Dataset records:
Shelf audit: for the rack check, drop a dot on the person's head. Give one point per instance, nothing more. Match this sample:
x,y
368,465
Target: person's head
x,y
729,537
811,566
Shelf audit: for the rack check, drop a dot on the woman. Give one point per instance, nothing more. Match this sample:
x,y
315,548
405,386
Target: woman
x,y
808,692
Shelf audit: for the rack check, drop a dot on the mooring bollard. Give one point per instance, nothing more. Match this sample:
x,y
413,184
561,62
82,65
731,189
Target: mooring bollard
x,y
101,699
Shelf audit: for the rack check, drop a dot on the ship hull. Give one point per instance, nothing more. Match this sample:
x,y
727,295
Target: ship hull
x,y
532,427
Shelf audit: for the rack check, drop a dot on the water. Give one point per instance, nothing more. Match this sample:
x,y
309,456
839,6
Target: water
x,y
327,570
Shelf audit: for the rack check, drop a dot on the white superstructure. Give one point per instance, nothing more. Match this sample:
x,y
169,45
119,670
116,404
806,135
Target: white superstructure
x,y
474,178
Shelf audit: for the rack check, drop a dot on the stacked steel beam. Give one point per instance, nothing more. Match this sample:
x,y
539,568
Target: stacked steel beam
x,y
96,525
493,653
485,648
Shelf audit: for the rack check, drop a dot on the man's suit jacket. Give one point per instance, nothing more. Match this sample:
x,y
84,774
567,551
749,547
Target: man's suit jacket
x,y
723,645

REQUIREMENT: Copy out the stretch from the line containing "on the woman." through the end of the records, keeping every line as it appears.

TASK OUTPUT:
Shelf audit: for the rack check, drop a dot on the woman. Give one point per instance, nothing more. Match this sample:
x,y
315,548
405,386
Target: woman
x,y
808,692
Shelf audit: for the rack check, drop a dot on the mooring bollard. Give one point per instance, nothing more. Match this sample:
x,y
413,184
561,62
82,65
731,189
Target: mooring bollard
x,y
101,699
Shelf audit: for the rack check, drop a dot on the ship hull. Give one point per instance, nothing more. Match this sample:
x,y
727,295
Target: ship hull
x,y
532,427
Shelf audit: for the rack check, drop a dot on the water. Give one point per instance, nothing more. Match this sample:
x,y
309,456
839,6
Target: water
x,y
327,570
Shelf audit: for the rack check, drop a dot on the white superstructure. Give one point per instance, nothing more. Match this sample:
x,y
169,45
119,670
116,404
806,135
Target: white superstructure
x,y
474,178
Shelf audit: for the rack check, drop a dot on the stacked steel beam. Give one point per instance, nothing more. Match this sample:
x,y
539,568
Target: stacked steel beam
x,y
96,525
493,653
485,648
Shelf audit: for the rack check, drop a dot on the man's suit jacket. Give one point per instance, nothing more. Match this sample:
x,y
84,774
567,551
749,547
Target: man's suit jacket
x,y
723,645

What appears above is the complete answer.